Manhattan US Attorney Announces $72 Million Fraud Lawsuit Against Wells Fargo

Manhattan US Attorney Announces $72 Million Fraud Lawsuit Against Wells Fargo 2

Wells Fargo Admits to Overcharging and Providing False Information to Customers,

Pays Restitution and Civil Penalties, and Makes Asset Forfeiture Payment

 

Audrey Strauss, the United States Attorney for the Southern District of New York, and  Michael J. Driscoll, the Assistant Director-in-Charge of the New York Field Office of the Federal Bureau of Investigation (“FBI”), announced today that the United States has simultaneously filed and settled a civil fraud lawsuit against Wells Fargo Bank, N.A. (“Wells Fargo” or the “Bank”) alleging that it violated the Financial Institutions Reform Recovery and Enforcement Act (“FIRREA”) by fraudulently overcharging hundreds of commercial customers, many of them small and medium-sized businesses and federally-insured financial institutions, who used the Bank’s foreign exchange (“FX”) service.

Specifically, the United States alleged that, from 2010 through 2017, Wells Fargo FX sales specialists defrauded 771 customers by systematically charging them higher markups on FX transactions than they represented the Bank would charge, and concealing these overcharges through various misrepresentations and deceptive practices.

As part of the settlement, approved today by U.S. District Judge John G. Koeltl, Wells Fargo will pay a total of approximately $72.6 million, with approximately $35.3 million having been paid directly to the 771 customers collectively as restitution and approximately $37.3 million to be paid to the United States as civil penalties under FIRREA and as asset forfeiture.  Wells Fargo also made extensive admissions of certain conduct alleged in the Government’s complaint, including that many FX sales specialists overcharged hundreds of commercial customers by applying larger sales margins or spreads than they represented they would, and that, in certain instances, when customers contacted the Bank to inquire about higher-than-agreed-upon pricing, FX sales specialists would give customers false explanations for the inflated prices.

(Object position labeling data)
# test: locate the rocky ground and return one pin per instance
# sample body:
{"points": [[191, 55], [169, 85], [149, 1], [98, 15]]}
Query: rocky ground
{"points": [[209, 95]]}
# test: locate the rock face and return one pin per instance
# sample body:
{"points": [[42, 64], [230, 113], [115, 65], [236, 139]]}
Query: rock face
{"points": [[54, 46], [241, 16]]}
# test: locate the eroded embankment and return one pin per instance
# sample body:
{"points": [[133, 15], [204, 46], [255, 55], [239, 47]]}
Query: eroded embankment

Brief: Retype the stretch of the Wells Fargo fraud lawsuit announcement from "Specifically, the United" through "and deceptive practices." word for word.

Response for this exercise:
Specifically, the United States alleged that, from 2010 through 2017, Wells Fargo FX sales specialists defrauded 771 customers by systematically charging them higher markups on FX transactions than they represented the Bank would charge, and concealing these overcharges through various misrepresentations and deceptive practices.